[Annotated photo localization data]
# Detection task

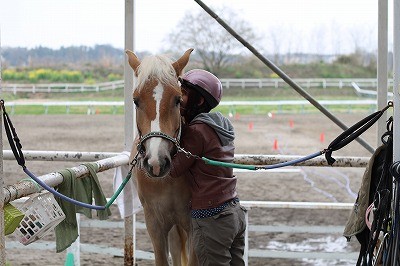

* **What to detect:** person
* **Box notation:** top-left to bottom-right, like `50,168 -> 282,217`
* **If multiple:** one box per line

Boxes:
170,69 -> 247,265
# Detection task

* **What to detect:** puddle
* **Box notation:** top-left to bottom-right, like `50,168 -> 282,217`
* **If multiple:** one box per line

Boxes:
264,236 -> 357,265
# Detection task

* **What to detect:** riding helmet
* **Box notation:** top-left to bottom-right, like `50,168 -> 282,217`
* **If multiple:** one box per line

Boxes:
180,69 -> 222,109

What you need to do -
Copy each entry exactly, with no pictures.

Answer to this task -
# Detection task


* **What to detect:** person
* **Box notation:** top-left to bottom-right, like `50,168 -> 282,217`
* **If multiple:** one box per line

Boxes:
170,69 -> 247,265
# Detection task

* **What to detect:** puddle
* **Box notation:** top-left to bottom-right, like `50,168 -> 282,217`
* **If multiple:** one box per line

Boxes:
264,236 -> 357,265
# Detection task

* **What to detect:** riding helmet
* **Box notation:** top-left to bottom-right, like `50,168 -> 282,217`
* **If multiple:** one box per line

Boxes:
180,69 -> 222,109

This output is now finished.